(What you need to do):
The entries should be given again in full. Alter nothing.
•••••
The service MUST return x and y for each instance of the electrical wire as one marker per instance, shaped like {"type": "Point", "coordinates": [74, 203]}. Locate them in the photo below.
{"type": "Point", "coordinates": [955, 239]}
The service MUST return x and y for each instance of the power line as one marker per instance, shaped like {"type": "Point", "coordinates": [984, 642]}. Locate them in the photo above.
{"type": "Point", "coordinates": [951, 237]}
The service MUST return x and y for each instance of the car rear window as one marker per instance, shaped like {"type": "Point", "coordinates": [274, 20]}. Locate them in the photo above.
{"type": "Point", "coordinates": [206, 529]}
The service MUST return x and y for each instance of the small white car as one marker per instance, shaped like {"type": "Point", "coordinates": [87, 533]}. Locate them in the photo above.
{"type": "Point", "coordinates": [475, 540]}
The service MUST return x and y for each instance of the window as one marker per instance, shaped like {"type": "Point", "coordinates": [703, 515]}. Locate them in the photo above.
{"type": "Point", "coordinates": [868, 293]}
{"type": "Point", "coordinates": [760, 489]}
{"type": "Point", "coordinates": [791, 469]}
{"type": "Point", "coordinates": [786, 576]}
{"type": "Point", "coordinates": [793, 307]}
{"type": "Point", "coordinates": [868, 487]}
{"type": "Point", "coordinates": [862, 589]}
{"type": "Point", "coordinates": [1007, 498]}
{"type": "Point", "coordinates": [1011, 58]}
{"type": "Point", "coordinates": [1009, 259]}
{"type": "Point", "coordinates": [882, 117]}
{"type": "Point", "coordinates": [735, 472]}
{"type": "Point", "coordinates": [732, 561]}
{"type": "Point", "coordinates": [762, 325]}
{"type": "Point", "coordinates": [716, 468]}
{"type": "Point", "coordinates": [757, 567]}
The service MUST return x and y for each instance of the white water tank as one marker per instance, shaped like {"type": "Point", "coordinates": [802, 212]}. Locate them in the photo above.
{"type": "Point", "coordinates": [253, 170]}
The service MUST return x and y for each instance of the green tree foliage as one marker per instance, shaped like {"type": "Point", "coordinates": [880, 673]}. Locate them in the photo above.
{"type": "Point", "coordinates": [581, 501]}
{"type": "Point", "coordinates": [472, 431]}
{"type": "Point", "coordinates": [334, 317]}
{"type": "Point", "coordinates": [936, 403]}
•••••
(Output for this exercise):
The service MUST return x and y for each instance of the electrical wire as one marker per instance, shaped like {"type": "Point", "coordinates": [74, 203]}. Locate them in the photo below.
{"type": "Point", "coordinates": [955, 239]}
The service MUST return x and y for each instance of the power line as one marker per instance, shaped like {"type": "Point", "coordinates": [984, 642]}. Locate them in the photo above.
{"type": "Point", "coordinates": [951, 237]}
The service MUST return x and y for each instance of the car rear window as one marker per instance, shaped like {"type": "Point", "coordinates": [274, 20]}. Locate them in the photo above.
{"type": "Point", "coordinates": [206, 529]}
The service MUST return x and y for each instance of the small white car as one marker per instance, shaped like {"type": "Point", "coordinates": [87, 533]}. Locate them in the photo above.
{"type": "Point", "coordinates": [475, 540]}
The service MUST return x and y for each instance of the window as one marker per instance, shaped like {"type": "Point", "coordinates": [703, 515]}. Locate them in the photo above.
{"type": "Point", "coordinates": [868, 293]}
{"type": "Point", "coordinates": [760, 489]}
{"type": "Point", "coordinates": [791, 469]}
{"type": "Point", "coordinates": [786, 576]}
{"type": "Point", "coordinates": [793, 307]}
{"type": "Point", "coordinates": [868, 487]}
{"type": "Point", "coordinates": [862, 589]}
{"type": "Point", "coordinates": [1007, 498]}
{"type": "Point", "coordinates": [1011, 58]}
{"type": "Point", "coordinates": [1009, 259]}
{"type": "Point", "coordinates": [882, 117]}
{"type": "Point", "coordinates": [735, 472]}
{"type": "Point", "coordinates": [732, 561]}
{"type": "Point", "coordinates": [762, 325]}
{"type": "Point", "coordinates": [716, 468]}
{"type": "Point", "coordinates": [757, 567]}
The service MUST return x and y for each instance of the white water tank as one marker per instance, shaped like {"type": "Point", "coordinates": [802, 212]}. Locate them in the photo above.
{"type": "Point", "coordinates": [253, 170]}
The service MUST return x and y for each instance of the green tree foliage as one marker per instance, shaped like {"type": "Point", "coordinates": [880, 673]}. Locate them in the photo above.
{"type": "Point", "coordinates": [581, 501]}
{"type": "Point", "coordinates": [472, 431]}
{"type": "Point", "coordinates": [334, 317]}
{"type": "Point", "coordinates": [936, 403]}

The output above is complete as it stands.